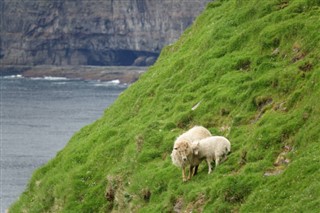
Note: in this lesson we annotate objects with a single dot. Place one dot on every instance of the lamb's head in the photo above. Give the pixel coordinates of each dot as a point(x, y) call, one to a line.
point(195, 147)
point(183, 149)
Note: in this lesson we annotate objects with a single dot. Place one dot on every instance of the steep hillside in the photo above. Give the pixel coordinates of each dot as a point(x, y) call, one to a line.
point(253, 68)
point(68, 32)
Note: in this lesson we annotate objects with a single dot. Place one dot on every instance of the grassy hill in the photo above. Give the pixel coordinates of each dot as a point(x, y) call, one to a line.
point(253, 67)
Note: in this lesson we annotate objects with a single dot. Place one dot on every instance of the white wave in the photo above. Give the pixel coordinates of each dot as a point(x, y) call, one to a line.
point(107, 83)
point(50, 78)
point(117, 81)
point(13, 76)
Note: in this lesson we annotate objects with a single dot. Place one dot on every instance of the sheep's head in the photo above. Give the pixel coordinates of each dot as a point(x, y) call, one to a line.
point(195, 147)
point(183, 149)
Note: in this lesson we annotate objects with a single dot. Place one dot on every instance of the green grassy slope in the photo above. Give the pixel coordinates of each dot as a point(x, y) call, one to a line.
point(254, 68)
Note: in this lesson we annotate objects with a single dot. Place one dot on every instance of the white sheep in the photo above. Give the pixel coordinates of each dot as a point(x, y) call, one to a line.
point(212, 148)
point(182, 153)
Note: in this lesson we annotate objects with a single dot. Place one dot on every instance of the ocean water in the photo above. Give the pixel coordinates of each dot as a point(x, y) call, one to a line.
point(38, 117)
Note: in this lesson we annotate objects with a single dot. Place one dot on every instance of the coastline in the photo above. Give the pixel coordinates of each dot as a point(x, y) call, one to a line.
point(125, 74)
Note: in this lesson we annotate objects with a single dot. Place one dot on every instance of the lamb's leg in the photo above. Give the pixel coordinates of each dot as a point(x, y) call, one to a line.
point(209, 165)
point(217, 160)
point(190, 172)
point(195, 170)
point(184, 174)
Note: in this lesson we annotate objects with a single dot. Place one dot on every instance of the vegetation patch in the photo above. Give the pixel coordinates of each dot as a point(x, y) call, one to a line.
point(246, 72)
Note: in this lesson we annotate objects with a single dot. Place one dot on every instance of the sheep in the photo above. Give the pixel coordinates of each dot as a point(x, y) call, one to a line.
point(182, 153)
point(212, 148)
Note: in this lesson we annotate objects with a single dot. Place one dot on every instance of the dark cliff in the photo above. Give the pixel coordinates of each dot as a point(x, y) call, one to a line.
point(69, 32)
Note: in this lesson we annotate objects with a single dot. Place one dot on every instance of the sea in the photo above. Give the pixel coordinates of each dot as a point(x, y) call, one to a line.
point(38, 117)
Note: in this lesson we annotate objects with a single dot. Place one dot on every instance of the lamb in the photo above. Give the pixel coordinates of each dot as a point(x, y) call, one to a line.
point(182, 153)
point(212, 148)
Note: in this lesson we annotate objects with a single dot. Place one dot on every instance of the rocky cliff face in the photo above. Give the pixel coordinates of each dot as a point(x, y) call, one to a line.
point(99, 32)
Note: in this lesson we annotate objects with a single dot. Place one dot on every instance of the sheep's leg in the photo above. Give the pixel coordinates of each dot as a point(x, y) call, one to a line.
point(209, 165)
point(184, 174)
point(190, 172)
point(217, 160)
point(195, 170)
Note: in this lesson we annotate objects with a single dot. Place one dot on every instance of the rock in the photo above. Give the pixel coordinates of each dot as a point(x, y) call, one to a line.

**********

▶ [TASK TO COMPLETE]:
Please print the entire listing again exactly, minus its images.

▶ [RESULT OF THE EXERCISE]:
Note: in this lesson we annotate objects with a single dot. Place one dot on every instance of the lamb's head in the photo above. Give the pixel coordinates of each dot as a point(x, y) call, one to a line.
point(195, 147)
point(183, 149)
Note: in this lesson we annotate objects with a single dot. Place one dot on every instance of the steep hillside in the photo above. Give the pixel coordinates of each dot as a point(x, y) call, one to a line.
point(253, 68)
point(68, 32)
Note: in this lesson we annotate objects with a single dot. Place one dot on every instance of the grassy hill in the photo above. Give the pixel coordinates of each dot as a point(x, y) call, one to a line.
point(253, 67)
Note: in this lesson we annotate objects with a single dot. Place one dot on every instance of the white wave in the photo above. Give the pixel coordinates of each dot as a point(x, y) call, one to a line.
point(107, 83)
point(50, 78)
point(117, 81)
point(13, 76)
Note: in this lesson we annotate objects with a single dot. Place one dot on every instance of the sheep's head in the photo above. Give the pixel coordinates of each dot as a point(x, y) call, one to a line.
point(195, 147)
point(183, 149)
Note: in this lesson we annotate objects with a single dot. Place one dot on every instance of the green grassy slope in the photo above. Give the pixel coordinates of each dot as a point(x, y) call, one to a line.
point(254, 68)
Note: in this lesson we annotate objects with a single dot. Place one dot on every instance of the white sheep in the photo above. Give the pixel coordinates of each dot as a point(x, y) call, one to a line.
point(212, 148)
point(182, 153)
Note: in this lesson we annotate objects with a single dot. Place one dot on every instance of the ocean water in the photo above. Give the pixel coordinates of each dot as a point(x, y) call, one to a line.
point(38, 117)
Note: in this lesson we annotate objects with a single dot. Place one dot on every instance of the coastline in the photo above. Give the pixel coordinates of each dot as a point(x, y) call, one to a line.
point(125, 74)
Note: in this lesson we annotate objects with a single dot. Place one dot on every instance of the lamb's leg in the photo above. Give the pixel coordinates of each dot as a point(x, y) call, one to a line.
point(209, 165)
point(217, 160)
point(190, 172)
point(195, 170)
point(184, 174)
Note: in this lesson we annotate objects with a single dot. Place one dot on every instance of the vegetation patch in the photo above. Give the pixel coordinates of each dot as a point(x, y) call, one to a line.
point(246, 72)
Note: in this lesson we annotate objects with a single dot. Place one dot on every instance of the sheep in the photo above. Give the pixel coordinates of each dot as a point(x, y) call, one to a line.
point(182, 153)
point(212, 148)
Note: in this lesson we annotate objects with a single dot. Place one dot on every instance of the dark cliff in the photo above. Give the pixel coordinates of each dot as a point(x, y) call, one to a line.
point(69, 32)
Note: in this lesson we annotate objects with a single dot. Place one dot on every instance of the sea in the photo above. Give the pixel coordinates of each dot as a point(x, y) call, one to a line.
point(38, 117)
Note: in this lesson we annotate objects with a single dot. Place one dot on every instance of the lamb in the photo above. Give the pixel coordinates of each dot as a point(x, y) call, one to a line.
point(182, 153)
point(212, 148)
Note: in this lesson we annotate objects with a single dot. Place one dot on every instance of the rocky cliff face in the photo above. Give the pixel coordinates of each dot as a point(x, y) call, one to a line.
point(99, 32)
Note: in this lesson we annotate objects with a single dot. Place one dot on every instance of the sheep's leg in the photo above. Give the pixel coordinates of each dot as a point(x, y) call, one to a line.
point(209, 165)
point(184, 174)
point(190, 172)
point(217, 160)
point(195, 170)
Note: in this lesson we annotate objects with a single dot. Place one dot on every instance of the rock in the photo above. Give the pixel coordinates of each dot as a point(x, y) call, one to a line.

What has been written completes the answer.